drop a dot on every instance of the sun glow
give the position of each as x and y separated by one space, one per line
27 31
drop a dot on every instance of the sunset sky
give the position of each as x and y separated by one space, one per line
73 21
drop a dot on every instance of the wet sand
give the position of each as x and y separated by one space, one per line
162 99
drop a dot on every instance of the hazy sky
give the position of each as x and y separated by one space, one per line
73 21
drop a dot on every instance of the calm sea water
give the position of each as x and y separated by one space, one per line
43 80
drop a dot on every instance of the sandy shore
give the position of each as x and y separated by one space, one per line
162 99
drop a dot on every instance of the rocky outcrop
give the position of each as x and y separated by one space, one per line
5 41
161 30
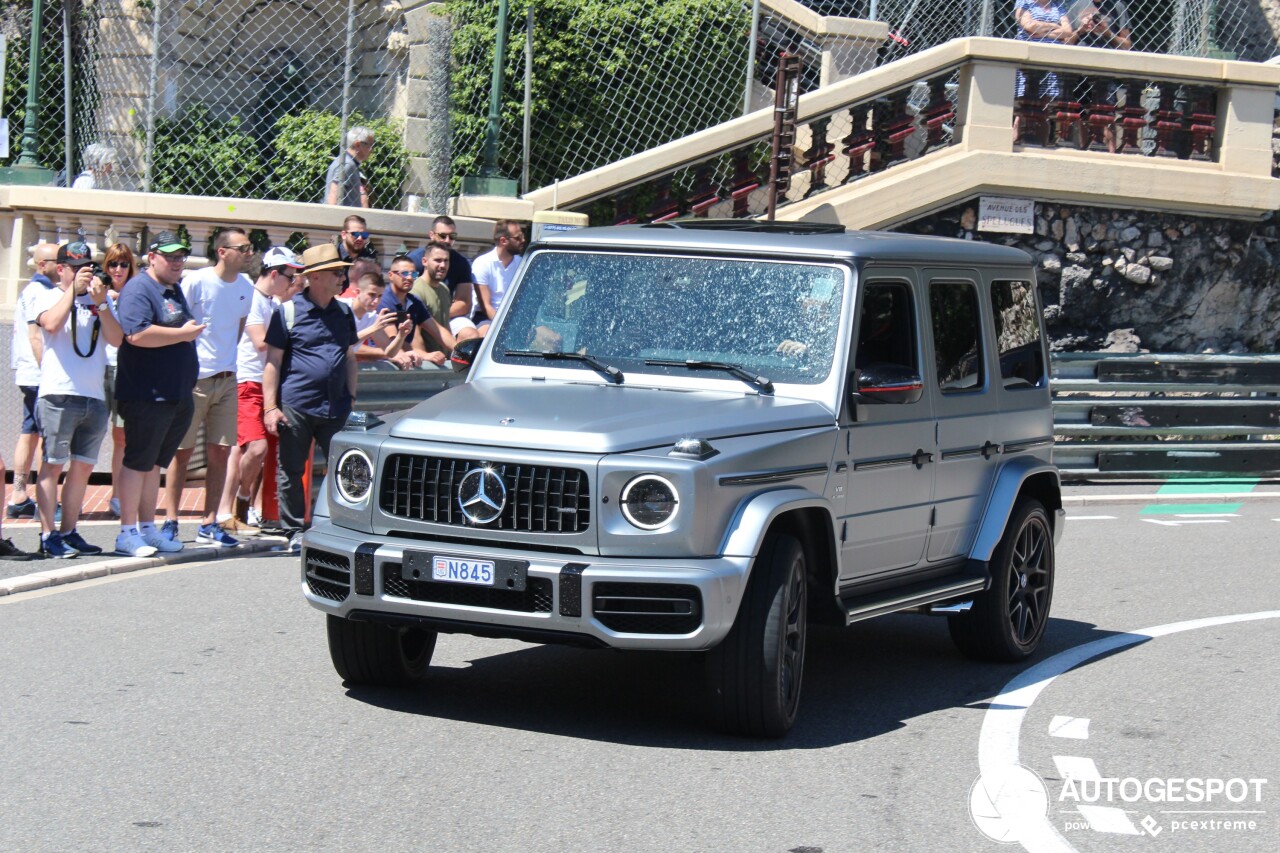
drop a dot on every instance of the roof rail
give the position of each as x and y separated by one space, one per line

+++

● **PROBLEM REQUIREMENTS**
Scan the listing for the string "drop" and copy every line that carries it.

● **SOLVED EXERCISE**
drop a dot on every instance of the sun glow
drop a dot on every instance of the sunset sky
drop a dot on every instance of the wet sand
drop a dot on every instance of the hazy sky
drop a dot on every instance of the calm sea water
drop a dot on every instance of the sandy shore
drop a dot on every instance of the rocky outcrop
drop a dot on every instance of the roof rail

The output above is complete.